Content starts

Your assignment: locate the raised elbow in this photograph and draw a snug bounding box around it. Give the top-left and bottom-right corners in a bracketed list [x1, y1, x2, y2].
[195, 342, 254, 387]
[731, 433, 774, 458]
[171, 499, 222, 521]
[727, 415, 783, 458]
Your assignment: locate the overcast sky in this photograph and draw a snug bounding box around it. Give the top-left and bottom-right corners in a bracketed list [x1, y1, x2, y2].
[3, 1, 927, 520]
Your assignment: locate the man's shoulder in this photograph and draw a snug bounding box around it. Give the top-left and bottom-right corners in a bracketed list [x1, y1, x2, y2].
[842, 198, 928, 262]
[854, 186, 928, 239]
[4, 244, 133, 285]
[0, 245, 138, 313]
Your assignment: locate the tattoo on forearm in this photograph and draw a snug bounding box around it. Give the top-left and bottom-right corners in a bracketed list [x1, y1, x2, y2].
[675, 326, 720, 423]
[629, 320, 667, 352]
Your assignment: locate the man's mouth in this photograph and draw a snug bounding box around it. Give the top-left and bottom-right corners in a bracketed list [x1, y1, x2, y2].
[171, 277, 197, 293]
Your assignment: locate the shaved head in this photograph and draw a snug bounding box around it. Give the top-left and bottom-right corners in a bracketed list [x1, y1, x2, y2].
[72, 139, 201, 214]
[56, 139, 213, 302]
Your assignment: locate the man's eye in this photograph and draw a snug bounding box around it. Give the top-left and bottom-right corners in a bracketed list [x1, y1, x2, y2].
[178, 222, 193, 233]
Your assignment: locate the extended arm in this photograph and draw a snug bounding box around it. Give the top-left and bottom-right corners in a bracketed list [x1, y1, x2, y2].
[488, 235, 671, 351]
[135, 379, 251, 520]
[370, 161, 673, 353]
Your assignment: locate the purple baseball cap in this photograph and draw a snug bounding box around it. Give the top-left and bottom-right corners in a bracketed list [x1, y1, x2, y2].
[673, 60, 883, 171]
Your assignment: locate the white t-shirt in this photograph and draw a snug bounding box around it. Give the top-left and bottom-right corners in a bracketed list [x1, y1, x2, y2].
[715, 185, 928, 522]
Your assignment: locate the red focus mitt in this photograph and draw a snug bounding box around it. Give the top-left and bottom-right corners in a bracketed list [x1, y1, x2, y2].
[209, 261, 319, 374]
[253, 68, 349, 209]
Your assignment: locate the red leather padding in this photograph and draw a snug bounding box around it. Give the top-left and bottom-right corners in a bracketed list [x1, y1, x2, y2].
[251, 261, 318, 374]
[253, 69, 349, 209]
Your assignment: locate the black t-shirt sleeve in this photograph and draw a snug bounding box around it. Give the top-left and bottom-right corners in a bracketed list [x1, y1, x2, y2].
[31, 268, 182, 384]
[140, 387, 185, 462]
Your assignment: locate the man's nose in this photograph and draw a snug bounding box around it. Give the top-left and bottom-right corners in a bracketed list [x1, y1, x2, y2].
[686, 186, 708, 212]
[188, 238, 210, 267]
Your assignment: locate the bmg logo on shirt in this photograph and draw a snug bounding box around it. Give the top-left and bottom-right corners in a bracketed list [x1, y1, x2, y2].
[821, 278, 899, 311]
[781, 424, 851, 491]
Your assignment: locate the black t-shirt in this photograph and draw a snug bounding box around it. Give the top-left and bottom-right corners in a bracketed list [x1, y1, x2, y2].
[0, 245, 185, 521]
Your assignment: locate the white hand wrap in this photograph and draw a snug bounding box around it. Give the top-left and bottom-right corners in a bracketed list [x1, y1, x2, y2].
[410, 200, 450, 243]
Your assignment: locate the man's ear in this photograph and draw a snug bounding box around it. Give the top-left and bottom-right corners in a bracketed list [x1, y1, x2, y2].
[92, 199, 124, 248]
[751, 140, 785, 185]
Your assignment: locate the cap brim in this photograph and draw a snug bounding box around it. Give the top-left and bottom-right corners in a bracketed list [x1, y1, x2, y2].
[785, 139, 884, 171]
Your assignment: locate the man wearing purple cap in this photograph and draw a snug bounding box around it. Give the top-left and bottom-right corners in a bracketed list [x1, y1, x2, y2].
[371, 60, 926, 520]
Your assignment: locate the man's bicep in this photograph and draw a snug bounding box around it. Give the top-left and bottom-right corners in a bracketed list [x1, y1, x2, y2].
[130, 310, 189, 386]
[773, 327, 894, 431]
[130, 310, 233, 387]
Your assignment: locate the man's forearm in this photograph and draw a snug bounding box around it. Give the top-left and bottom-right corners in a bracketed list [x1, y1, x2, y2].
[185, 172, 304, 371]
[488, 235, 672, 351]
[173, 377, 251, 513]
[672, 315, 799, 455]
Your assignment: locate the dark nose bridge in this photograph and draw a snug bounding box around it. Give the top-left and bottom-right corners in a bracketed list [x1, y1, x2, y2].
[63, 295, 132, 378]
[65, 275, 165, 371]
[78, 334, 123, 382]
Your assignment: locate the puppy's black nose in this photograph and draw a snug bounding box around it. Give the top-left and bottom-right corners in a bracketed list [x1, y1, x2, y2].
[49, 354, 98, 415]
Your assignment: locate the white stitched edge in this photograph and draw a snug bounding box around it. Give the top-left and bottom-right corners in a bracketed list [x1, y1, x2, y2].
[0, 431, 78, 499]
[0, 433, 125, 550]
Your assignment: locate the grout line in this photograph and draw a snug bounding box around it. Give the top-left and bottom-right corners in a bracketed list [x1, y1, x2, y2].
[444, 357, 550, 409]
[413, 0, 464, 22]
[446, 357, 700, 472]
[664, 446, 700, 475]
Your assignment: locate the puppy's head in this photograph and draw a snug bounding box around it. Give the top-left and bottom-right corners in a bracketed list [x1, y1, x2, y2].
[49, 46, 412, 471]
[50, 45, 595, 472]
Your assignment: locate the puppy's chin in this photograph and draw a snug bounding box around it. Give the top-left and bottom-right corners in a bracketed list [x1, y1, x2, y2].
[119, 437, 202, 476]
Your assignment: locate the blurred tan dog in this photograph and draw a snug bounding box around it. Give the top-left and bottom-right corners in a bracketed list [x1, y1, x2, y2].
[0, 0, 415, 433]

Content ends

The full set of records above is to be printed exactly as it appears.

Response =>
Your assignment: locate the raised elbow in this photograph and draw a snug bounding box around it. Give the top-left and bottom-right corners in a bracketed list [x1, y1, x2, y2].
[195, 342, 254, 387]
[731, 433, 774, 458]
[171, 499, 222, 521]
[727, 415, 783, 458]
Your assignment: locate the overcast sky in this photograph and draw a snug bounding box around it. Give the top-left and bottom-right corners in a bracketed list [x1, y1, x2, y2].
[3, 1, 927, 520]
Your assignment: locate the man's shoulder in this photograph and draw a snug bounding box around it. Give the top-left and bottom-right corners in a bracketed list [x1, y1, x2, y2].
[842, 198, 928, 262]
[854, 186, 928, 239]
[4, 244, 133, 285]
[0, 245, 138, 313]
Your assignment: locate the tattoo on forearm in this photograph and draw a snug bounding box around it. Give the top-left and bottom-right corners in a bracketed list [x1, y1, x2, y2].
[675, 326, 720, 423]
[629, 320, 667, 352]
Your assignment: locate the man's mouth in this photograph and draw a snug bounding box around it. Give the top-left and bottom-right corners in a bracketed list [x1, y1, x2, y2].
[171, 277, 197, 293]
Your assignment: locate the shaved head in this photograph and draw a snug bounding box around it. Give the top-left and bottom-right corners in a bracketed list [x1, y1, x2, y2].
[72, 139, 201, 214]
[56, 139, 213, 302]
Your assignment: locate the man's eye in this photograph and draw a snug bounding box around it. Give the top-left and bottom-right corners in a bracketed list [x1, y1, x2, y2].
[178, 222, 193, 233]
Your assignment: locate the extended arm in this photograph and draw a snug bounding box around it. Give the top-left and bottom-right corners in a bracketed list [x1, y1, x2, y2].
[488, 235, 671, 351]
[135, 379, 251, 520]
[370, 161, 673, 353]
Your assignment: locate the purple baseball cap in this photograph and draw a snug bounding box around it. Give the top-left and bottom-right corners in a bracketed list [x1, y1, x2, y2].
[673, 60, 883, 171]
Your assignment: locate the white t-shirt in this photograph and draw a snug bounding box around it. Give the top-left and bottom-right corners in a bracketed list [x1, y1, x2, y2].
[715, 185, 928, 522]
Your assignment: locate the red focus mitt in this photograph and draw a snug bounding box around it. Give the top-left and bottom-right corners in a bracketed list [x1, y1, x2, y2].
[209, 261, 319, 374]
[253, 68, 349, 209]
Your assignment: locate the red leather padding in this photograph and draw a snug bounding box around it. Give the top-left and bottom-right corners in a bracketed list [x1, y1, x2, y2].
[251, 261, 318, 374]
[253, 69, 349, 209]
Your assignment: locate the black t-shirt sleeve in this photograph and draw a snug bounding box around it. Give the top-left and bottom-right corners in a bracketed list [x1, y1, x2, y2].
[31, 268, 182, 384]
[140, 387, 185, 462]
Your assignment: locate the man's nose in this photograph and draw a snug bounding box around it. Give the top-left and bottom-right corners in a bracketed list [x1, y1, x2, y2].
[686, 186, 708, 212]
[188, 238, 210, 267]
Your assignment: locate the bmg logo on shirt in this photograph and draw a snug bounding box around it. Give the top-left and bottom-right corners in a bracketed list [x1, y1, x2, y2].
[821, 278, 899, 311]
[781, 424, 851, 491]
Your assignment: locate the black t-shirt in this photograph and draw a snug bounding box around it. Give the top-left and bottom-right corners in a bracketed list [x1, y1, x2, y2].
[0, 245, 185, 521]
Your assignment: locate the white hand wrap in this photograph and draw a snug bounding box around it. Give the top-left and bottom-right corners in a bracketed list [x1, y1, x2, y2].
[410, 200, 450, 243]
Your assignment: locate the man's ear in this photograph and draw a snug bounding box around it. Give the top-left and bottom-right corners in a bracketed list [x1, y1, x2, y2].
[92, 199, 124, 248]
[751, 140, 785, 185]
Your assignment: locate the cap brim in this photograph and draw a snug bounding box around it. Give the top-left and bottom-right corners in a bracketed list [x1, y1, x2, y2].
[785, 139, 884, 171]
Your assignment: locate the man wearing purple cap in this photograph and draw a snug bounding box around it. Give the top-left and bottom-right corners in a bracketed list [x1, y1, x2, y2].
[371, 60, 926, 520]
Your assignment: locate the man's bicep in this photograph and draw a snug bounding box around it. Give the top-left and bottom-right corners in a bracketed list [x1, y1, x2, y2].
[130, 310, 189, 386]
[773, 327, 894, 431]
[130, 310, 233, 387]
Your assignment: locate the man's forearm in this photograph and draw a snug bounding box around it. Give the top-left and bottom-right corners in a bracketed list [x1, y1, x2, y2].
[185, 172, 304, 371]
[488, 235, 672, 351]
[173, 377, 251, 513]
[672, 315, 799, 455]
Your assignment: locate the dark nose bridge in this photograph and draw a snug bounding box around it. Give the top-left and bottom-right corners in a bracketed list [x1, y1, x2, y2].
[63, 295, 132, 378]
[65, 275, 165, 371]
[78, 334, 123, 382]
Your assignment: locate the puppy's black nose in this photograph and draw a snug bounding box around it. Give the top-left and bottom-right corners in a bracketed list [x1, y1, x2, y2].
[49, 354, 98, 415]
Your assignment: locate the white stitched edge in this photograph and draw a snug bounding box around it. Give the top-left and bottom-right corners in a bracketed list [x1, y1, x2, y2].
[0, 431, 78, 499]
[0, 433, 125, 550]
Your assignment: locate the grout line in this photograph and draw a snug bounding box around it. Give the top-left and bottom-right corners in a bracketed list [x1, y1, x2, y2].
[444, 357, 550, 409]
[413, 0, 464, 22]
[446, 357, 700, 472]
[664, 446, 700, 475]
Your assignment: locate the puppy's head in this photograph and draw a snug bounding box around it. Give the top-left and bottom-right corners in a bracketed list [x1, y1, x2, y2].
[49, 46, 412, 471]
[50, 45, 595, 472]
Your assignment: locate the puppy's chin in this photograph and draw a snug bounding box around it. Give the top-left and bottom-right corners in a bracketed list [x1, y1, x2, y2].
[119, 437, 202, 476]
Your assignment: locate the blurred tan dog in this photograph and draw a snug bounding box around it. Give the top-left and bottom-right corners in a bracketed list [x1, y1, x2, y2].
[0, 0, 415, 433]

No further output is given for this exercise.